▸ **VOS TÂCHES**:
(a) D'après l'extrait sur le stress au travail, quel est le dernier courant théorique auquel se réfèrent les auteurs pour comprendre les liens entre le travail et la santé ?
(b) Reformulez plus brièvement le paragraphe de l'extrait sur le stress au travail qui commence par « Autrefois, renvoyant aux tensions nerveuses », en conservant ses faits essentiels.
(c) Recopiez sans modification, dans l'extrait sur le stress au travail, tout ce qui va de « Le dernier courant » jusqu'à « étaye notre réflexion. ».

***** EXTRAIT SOURCE *****

Malgré les milliers de publications dont il fait l’objet, le stress ne trouve pas de définition universelle, consensuelle et est encore considéré comme un objet « fourre-tout » aux contours particulièrement imprécis, même chez les scientifiques (Lancry, 2007 ; Loriol, 2008). Cette notion ne permet pas de cerner les dissociations, sur le plan psychique, des vécus d’impuissance, du ressentiment, de la mélancolie ou de l’euphorie professionnelle (Clot, 1999a). Pourtant, c’est bien le stress qui orientent les principales stratégies d’intervention en matière de prévention.
Le dernier courant théorique auquel nous nous référons pour comprendre les liens qui s’établissent entre le travail et la santé, et la manière dont s’élaborent les réponses des individus et des collectifs en réaction à des situations de travail qui les déstabilisent dans leur santé, est celui de la clinique de l’activité. Nous situons notre approche des liens santé-travail plus particulièrement dans celle de ce courant et de l’interprétation que nous en faisons. En effet, ce courant apparaît une source inépuisable d’interprétations de la réalité qui s’impose à l’homme engagé dans son activité professionnelle. Nous mettrons l’accent seulement sur quelques points spécifiques pour expliquer comment elle étaye notre réflexion.
Autrefois, renvoyant aux tensions nerveuses ressenties par les classes supérieures, ensuite, à la « neurasthénie » des hommes d’affaires, puis à la « maladie des dirigeants » (Loriol, 2006), le stress qualifie aujourd’hui la situation des cadres sous pression. De plus, la notion de « harcèlement moral » montre comment un malaise ressenti fortement peut trouver dans une nouvelle étiquette un moyen de s’exprimer (Loriol, 2008).

***** ENREGISTREMENTS EXTRAITS *****

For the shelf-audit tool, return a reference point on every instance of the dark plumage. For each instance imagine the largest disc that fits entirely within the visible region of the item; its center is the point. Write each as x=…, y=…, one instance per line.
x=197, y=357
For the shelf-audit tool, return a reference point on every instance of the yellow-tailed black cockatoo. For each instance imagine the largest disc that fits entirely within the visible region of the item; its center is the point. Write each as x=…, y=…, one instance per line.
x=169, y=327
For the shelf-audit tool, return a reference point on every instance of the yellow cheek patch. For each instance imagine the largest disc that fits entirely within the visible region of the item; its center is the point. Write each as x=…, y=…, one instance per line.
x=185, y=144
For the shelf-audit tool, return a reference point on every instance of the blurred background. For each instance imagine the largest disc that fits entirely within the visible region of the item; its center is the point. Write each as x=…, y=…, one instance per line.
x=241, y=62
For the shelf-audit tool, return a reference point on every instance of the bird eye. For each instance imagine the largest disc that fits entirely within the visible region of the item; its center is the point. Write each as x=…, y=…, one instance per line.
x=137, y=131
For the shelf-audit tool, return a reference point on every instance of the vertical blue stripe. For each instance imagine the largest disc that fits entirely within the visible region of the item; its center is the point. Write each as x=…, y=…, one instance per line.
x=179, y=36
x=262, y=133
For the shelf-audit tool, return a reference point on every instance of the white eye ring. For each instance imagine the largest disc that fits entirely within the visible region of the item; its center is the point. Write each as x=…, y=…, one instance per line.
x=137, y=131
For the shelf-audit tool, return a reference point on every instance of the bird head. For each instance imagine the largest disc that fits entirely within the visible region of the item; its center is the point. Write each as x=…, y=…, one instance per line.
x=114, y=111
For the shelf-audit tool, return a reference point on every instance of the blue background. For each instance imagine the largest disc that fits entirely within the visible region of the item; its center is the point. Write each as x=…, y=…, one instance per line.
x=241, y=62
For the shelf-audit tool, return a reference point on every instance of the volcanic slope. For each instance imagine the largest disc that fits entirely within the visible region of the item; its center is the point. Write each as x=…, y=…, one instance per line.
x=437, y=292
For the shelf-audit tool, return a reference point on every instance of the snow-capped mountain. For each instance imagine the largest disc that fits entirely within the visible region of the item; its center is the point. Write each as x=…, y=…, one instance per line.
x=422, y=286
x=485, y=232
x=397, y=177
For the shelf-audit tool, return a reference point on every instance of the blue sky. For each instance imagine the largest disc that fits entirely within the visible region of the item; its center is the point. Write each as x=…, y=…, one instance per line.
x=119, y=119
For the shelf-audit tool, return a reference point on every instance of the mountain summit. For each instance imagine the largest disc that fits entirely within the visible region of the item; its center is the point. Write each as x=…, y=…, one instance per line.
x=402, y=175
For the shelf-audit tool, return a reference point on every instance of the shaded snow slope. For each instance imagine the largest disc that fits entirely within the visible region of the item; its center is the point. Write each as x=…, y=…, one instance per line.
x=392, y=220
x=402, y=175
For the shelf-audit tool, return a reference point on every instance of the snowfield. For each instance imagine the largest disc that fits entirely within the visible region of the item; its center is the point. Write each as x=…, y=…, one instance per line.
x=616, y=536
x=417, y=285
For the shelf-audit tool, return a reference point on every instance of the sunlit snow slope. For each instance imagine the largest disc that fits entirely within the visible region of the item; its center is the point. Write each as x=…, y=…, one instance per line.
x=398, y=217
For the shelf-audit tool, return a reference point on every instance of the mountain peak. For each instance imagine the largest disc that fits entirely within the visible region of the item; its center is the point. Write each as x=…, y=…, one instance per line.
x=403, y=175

*****

▸ **RÉSULTATS DES TÂCHES**:
(a) La clinique de l'activité.

(b) Le stress a d'abord désigné les tensions nerveuses des classes supérieures, puis la « neurasthénie » des hommes d'affaires et la « maladie des dirigeants ». Il qualifie aujourd'hui la situation des cadres sous pression. La notion de « harcèlement moral » montre qu'un malaise fortement ressenti peut s'exprimer au moyen d'une nouvelle étiquette.

(c)
Le dernier courant théorique auquel nous nous référons pour comprendre les liens qui s’établissent entre le travail et la santé, et la manière dont s’élaborent les réponses des individus et des collectifs en réaction à des situations de travail qui les déstabilisent dans leur santé, est celui de la clinique de l’activité. Nous situons notre approche des liens santé-travail plus particulièrement dans celle de ce courant et de l’interprétation que nous en faisons. En effet, ce courant apparaît une source inépuisable d’interprétations de la réalité qui s’impose à l’homme engagé dans son activité professionnelle. Nous mettrons l’accent seulement sur quelques points spécifiques pour expliquer comment elle étaye notre réflexion.